Dataset items:

** BEGIN **

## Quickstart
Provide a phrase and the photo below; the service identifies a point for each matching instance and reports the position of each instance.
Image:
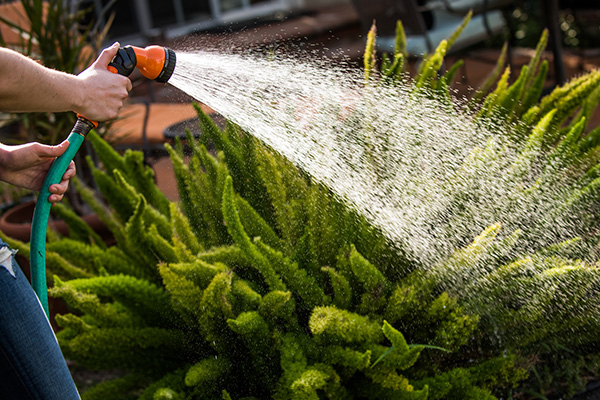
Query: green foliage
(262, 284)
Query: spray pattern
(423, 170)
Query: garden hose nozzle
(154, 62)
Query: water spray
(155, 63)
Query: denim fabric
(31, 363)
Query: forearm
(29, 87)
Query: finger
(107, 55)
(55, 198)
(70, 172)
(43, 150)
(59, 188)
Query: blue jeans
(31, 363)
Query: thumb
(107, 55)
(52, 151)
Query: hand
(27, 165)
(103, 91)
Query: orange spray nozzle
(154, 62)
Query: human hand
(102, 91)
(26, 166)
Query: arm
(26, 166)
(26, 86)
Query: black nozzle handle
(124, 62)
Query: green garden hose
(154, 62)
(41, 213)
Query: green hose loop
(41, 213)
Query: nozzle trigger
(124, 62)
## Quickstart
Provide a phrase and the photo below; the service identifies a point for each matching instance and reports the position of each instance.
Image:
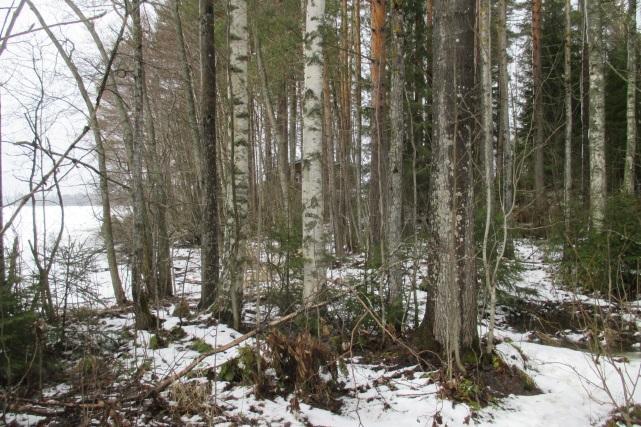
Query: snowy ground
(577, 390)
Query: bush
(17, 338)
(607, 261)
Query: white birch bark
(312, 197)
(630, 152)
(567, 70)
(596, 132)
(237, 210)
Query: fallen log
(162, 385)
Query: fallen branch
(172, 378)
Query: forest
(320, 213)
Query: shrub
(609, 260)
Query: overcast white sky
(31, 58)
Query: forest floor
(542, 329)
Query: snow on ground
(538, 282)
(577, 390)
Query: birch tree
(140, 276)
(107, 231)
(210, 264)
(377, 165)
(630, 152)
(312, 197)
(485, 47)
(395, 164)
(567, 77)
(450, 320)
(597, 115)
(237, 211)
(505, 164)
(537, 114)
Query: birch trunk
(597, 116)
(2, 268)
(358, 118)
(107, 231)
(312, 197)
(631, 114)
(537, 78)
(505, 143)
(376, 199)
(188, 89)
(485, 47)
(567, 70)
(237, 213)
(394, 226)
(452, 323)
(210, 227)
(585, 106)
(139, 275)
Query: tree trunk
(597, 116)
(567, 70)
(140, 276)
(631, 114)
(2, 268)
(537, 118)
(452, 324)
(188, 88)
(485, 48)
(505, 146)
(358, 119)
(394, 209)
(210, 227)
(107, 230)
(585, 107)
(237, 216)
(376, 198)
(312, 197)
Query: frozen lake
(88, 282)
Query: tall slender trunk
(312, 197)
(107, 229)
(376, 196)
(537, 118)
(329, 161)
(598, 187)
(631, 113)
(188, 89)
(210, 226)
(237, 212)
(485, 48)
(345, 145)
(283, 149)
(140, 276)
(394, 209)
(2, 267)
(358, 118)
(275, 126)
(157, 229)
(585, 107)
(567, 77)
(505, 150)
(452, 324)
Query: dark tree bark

** END **
** BEGIN **

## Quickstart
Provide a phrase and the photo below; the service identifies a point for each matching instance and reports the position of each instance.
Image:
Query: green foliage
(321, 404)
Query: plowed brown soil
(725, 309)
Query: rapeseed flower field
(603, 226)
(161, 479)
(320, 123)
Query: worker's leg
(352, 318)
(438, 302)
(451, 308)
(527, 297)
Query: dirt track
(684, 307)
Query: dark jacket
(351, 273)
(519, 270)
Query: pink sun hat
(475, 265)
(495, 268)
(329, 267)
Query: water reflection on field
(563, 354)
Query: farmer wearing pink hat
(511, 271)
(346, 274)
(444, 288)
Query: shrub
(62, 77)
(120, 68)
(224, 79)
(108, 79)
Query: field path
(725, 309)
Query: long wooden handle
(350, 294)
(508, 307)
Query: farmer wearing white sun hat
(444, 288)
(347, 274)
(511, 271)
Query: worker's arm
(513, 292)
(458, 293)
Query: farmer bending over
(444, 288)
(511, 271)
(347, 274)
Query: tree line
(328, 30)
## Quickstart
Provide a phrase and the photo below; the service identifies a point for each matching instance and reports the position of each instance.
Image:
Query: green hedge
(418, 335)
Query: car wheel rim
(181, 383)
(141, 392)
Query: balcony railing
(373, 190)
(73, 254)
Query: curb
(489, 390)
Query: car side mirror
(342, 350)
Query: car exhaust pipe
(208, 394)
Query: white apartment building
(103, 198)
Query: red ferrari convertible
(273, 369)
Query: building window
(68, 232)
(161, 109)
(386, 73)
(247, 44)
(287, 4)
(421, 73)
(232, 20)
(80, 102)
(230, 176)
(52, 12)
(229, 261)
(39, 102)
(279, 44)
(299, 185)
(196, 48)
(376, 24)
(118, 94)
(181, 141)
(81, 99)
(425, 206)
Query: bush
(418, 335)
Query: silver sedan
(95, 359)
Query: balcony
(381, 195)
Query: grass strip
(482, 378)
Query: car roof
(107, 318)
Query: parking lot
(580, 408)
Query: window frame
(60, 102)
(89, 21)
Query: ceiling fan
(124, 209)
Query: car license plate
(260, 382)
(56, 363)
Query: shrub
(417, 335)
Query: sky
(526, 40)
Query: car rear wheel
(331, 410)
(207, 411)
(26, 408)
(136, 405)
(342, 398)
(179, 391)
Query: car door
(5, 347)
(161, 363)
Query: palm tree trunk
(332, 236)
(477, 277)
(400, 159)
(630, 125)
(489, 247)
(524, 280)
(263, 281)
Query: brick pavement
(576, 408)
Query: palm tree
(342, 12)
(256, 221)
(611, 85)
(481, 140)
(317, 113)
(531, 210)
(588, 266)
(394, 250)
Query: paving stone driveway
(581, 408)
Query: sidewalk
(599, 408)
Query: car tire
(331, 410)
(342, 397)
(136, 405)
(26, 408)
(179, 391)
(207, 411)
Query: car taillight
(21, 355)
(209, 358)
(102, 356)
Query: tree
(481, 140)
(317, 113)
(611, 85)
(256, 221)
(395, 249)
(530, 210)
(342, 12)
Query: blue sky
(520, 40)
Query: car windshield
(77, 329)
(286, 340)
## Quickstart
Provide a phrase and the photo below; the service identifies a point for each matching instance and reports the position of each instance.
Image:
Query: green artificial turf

** END **
** BEGIN **

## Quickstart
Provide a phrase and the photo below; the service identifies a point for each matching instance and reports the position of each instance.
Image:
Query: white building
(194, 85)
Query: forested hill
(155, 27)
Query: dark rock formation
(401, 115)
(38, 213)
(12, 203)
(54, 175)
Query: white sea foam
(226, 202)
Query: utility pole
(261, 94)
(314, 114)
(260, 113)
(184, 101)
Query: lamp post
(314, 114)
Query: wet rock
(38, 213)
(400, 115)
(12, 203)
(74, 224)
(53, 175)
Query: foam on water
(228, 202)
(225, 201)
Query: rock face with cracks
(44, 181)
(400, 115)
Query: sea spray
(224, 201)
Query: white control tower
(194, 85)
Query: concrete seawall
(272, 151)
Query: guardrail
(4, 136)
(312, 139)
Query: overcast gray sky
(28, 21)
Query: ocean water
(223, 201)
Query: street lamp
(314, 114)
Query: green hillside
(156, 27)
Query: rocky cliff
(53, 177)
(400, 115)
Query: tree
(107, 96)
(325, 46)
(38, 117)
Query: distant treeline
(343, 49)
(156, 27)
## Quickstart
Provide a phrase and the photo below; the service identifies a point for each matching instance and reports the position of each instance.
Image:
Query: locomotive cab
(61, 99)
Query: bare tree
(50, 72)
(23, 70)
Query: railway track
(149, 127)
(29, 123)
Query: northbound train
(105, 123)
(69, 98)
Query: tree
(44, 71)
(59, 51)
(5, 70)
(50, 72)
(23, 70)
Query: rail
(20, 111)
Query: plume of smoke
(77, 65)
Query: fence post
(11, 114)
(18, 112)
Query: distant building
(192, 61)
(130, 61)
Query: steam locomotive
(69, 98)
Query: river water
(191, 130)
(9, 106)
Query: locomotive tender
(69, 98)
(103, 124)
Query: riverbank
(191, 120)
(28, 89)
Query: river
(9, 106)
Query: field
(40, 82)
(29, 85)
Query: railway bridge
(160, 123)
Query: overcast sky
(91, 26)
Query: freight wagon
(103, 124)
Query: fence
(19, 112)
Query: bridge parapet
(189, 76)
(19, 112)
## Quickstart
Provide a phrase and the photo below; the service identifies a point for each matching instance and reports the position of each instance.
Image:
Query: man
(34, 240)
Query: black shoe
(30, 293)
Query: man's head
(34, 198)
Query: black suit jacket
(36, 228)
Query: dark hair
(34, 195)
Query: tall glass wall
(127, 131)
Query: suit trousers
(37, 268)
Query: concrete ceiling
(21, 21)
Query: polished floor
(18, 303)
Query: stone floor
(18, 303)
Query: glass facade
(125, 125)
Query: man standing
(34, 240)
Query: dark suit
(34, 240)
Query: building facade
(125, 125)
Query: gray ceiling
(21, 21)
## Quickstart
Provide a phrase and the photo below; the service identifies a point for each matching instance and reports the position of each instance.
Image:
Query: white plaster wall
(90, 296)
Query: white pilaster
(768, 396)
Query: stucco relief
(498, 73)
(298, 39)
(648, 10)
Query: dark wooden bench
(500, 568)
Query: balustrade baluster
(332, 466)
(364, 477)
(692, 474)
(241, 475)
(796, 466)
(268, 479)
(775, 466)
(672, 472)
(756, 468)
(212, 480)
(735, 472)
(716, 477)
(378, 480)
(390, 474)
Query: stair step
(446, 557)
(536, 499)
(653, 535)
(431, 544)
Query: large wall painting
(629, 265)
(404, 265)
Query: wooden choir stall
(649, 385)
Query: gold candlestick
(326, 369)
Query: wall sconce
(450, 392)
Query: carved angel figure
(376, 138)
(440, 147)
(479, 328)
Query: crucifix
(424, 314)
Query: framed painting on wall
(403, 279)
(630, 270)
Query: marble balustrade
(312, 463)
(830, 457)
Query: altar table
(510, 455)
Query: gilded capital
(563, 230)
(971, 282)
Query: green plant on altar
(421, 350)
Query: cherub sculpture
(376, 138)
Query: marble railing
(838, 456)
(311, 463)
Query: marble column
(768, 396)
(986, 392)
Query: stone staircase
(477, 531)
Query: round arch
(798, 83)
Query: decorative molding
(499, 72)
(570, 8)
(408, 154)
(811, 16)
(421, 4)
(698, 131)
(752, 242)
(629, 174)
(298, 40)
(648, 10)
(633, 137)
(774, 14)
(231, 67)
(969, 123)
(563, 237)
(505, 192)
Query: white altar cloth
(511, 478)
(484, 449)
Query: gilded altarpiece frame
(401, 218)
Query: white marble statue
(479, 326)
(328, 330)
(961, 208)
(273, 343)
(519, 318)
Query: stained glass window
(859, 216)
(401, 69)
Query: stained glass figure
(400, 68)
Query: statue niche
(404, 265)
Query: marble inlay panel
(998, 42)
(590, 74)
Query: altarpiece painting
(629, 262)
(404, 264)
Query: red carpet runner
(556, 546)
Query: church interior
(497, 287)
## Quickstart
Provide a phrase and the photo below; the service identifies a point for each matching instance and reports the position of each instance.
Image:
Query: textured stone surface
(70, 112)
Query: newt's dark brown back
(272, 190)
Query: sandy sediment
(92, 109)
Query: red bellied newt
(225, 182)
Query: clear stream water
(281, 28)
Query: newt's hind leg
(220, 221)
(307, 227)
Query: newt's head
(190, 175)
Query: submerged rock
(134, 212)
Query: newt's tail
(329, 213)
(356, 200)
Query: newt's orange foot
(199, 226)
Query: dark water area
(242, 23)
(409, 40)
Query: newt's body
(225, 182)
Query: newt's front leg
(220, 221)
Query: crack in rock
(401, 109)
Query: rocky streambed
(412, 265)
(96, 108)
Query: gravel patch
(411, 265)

** END **

What the task asks: Count how many lines of the records contain the word "trunk", and reply with the number alone.

Result: 4